(Coordinate annotation records)
• • •

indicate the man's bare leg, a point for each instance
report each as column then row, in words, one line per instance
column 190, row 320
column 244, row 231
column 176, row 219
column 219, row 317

• • •

**Given exercise**
Rewrite the records above, putting "occurrence" in place of each "instance" and leaving every other word as it is.

**Reply**
indicate the man's bare leg, a point for each occurrence
report each as column then row, in words, one line per occurrence
column 190, row 320
column 244, row 231
column 176, row 219
column 219, row 317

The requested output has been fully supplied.